The problem
Each line of the entries below that includes "metal" belongs in your answer.

Exercise inputs
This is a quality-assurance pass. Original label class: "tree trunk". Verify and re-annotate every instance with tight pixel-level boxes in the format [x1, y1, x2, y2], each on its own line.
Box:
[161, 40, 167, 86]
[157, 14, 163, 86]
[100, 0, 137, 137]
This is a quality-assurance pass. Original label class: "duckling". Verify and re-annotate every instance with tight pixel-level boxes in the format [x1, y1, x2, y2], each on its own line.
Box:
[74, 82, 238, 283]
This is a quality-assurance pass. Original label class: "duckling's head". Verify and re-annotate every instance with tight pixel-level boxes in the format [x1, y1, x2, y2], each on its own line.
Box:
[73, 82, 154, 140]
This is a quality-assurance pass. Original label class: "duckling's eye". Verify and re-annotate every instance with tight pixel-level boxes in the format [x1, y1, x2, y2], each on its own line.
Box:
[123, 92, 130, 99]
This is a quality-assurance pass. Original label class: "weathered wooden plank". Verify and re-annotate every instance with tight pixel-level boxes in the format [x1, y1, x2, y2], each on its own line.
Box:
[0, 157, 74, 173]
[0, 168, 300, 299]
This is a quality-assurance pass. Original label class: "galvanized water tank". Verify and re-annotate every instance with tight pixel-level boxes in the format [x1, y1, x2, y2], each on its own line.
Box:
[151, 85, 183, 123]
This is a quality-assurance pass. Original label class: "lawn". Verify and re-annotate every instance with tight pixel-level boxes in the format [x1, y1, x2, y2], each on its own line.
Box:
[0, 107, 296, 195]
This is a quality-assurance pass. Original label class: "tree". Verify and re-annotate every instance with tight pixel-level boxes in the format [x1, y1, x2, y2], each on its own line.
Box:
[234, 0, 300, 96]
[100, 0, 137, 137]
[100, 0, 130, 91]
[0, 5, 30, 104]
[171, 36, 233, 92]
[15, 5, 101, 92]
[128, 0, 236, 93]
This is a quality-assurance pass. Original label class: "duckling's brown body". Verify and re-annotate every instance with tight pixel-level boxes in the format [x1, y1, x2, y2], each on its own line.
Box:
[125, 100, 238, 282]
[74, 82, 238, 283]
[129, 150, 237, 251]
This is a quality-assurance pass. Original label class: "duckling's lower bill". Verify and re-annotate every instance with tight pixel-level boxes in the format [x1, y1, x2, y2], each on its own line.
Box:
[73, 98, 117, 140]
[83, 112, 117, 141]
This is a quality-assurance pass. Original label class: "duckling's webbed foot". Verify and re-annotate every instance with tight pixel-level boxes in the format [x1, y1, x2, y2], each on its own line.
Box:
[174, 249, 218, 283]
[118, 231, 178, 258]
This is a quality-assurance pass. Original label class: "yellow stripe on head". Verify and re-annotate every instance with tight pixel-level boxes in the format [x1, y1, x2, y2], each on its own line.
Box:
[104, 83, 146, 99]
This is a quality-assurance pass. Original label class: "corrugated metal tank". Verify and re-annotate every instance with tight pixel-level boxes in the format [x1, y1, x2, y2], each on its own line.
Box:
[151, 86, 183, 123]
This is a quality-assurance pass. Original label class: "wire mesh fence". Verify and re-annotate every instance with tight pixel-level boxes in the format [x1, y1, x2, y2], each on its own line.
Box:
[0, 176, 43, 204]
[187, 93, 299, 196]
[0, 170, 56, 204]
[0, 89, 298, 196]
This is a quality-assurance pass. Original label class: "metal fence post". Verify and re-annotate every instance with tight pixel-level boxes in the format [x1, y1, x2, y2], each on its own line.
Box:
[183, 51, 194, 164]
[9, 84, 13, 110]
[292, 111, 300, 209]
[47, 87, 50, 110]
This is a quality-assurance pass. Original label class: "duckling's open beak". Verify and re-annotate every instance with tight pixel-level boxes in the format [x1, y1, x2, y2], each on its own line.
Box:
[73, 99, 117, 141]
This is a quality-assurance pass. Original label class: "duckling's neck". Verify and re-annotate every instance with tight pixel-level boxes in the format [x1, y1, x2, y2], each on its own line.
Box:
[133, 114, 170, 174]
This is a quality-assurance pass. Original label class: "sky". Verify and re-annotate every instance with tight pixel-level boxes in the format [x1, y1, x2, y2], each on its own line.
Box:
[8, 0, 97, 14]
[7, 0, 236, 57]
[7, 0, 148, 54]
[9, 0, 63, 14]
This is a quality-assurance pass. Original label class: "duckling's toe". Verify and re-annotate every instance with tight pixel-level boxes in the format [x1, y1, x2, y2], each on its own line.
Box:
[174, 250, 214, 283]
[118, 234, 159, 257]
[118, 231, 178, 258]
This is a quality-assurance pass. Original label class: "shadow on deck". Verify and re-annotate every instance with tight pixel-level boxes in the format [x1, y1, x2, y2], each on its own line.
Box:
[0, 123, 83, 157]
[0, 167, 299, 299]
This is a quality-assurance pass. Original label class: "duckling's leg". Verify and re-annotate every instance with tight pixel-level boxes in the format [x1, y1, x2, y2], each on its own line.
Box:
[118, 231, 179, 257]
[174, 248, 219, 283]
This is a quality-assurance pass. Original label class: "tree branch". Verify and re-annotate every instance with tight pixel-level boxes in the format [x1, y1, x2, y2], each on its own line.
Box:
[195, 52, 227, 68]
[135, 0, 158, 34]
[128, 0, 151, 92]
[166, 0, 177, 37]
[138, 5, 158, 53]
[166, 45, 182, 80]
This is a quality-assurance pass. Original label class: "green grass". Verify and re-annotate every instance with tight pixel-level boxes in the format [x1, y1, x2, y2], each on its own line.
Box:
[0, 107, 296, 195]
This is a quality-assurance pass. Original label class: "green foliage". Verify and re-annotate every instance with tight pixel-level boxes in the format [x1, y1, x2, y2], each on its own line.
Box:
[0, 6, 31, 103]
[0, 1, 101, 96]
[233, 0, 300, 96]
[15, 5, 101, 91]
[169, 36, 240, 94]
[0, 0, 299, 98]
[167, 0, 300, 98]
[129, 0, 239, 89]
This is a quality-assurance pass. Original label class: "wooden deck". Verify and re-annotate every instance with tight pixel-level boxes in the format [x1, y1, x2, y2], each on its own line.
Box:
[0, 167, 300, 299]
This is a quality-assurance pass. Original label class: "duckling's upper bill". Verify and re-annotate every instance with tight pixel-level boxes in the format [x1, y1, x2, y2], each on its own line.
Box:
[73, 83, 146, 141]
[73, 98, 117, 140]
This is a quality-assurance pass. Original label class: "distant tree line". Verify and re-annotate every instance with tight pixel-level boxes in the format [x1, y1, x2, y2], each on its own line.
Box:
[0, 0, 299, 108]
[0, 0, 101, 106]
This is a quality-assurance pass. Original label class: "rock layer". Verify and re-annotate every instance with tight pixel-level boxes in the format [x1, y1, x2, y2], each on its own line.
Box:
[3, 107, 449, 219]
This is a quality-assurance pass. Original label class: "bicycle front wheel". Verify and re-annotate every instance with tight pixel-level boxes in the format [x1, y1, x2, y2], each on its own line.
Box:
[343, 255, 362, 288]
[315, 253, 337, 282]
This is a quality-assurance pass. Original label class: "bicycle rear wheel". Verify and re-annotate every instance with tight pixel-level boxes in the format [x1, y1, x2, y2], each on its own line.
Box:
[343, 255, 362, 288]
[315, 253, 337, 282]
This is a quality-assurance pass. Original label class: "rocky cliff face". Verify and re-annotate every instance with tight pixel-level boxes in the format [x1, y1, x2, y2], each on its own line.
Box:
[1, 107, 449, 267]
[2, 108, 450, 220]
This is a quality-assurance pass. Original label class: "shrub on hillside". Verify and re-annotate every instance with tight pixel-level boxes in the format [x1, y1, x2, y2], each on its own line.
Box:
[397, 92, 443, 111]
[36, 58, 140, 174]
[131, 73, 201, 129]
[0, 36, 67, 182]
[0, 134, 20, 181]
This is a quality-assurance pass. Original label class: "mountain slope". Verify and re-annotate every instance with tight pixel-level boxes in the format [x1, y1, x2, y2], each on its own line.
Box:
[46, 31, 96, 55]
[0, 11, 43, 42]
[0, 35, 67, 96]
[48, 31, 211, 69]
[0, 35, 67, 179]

Problem solution
This is a quality-assurance pass. Original label class: "corrugated metal tank". Verify and re-annotate every instance with tight pixel-level boxes in the format [x1, y1, x2, y2], each on its own line.
This is a quality-assurance pass. Original label class: "metal fence post". Verify and re-annotate every instance with tight pixel-level boxes in the format [x1, y1, x2, y2], each on its own line.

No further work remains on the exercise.